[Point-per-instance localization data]

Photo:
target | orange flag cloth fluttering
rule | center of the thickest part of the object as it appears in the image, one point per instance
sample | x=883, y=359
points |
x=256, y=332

EXERCISE GOAL: Return the data in its entirety, exactly as given.

SOLUTION TO THIS PROBLEM:
Photo:
target | orange flag cloth fluttering
rule | center of the thickest part of the object as it appears in the image, one point per instance
sample | x=883, y=359
points |
x=256, y=332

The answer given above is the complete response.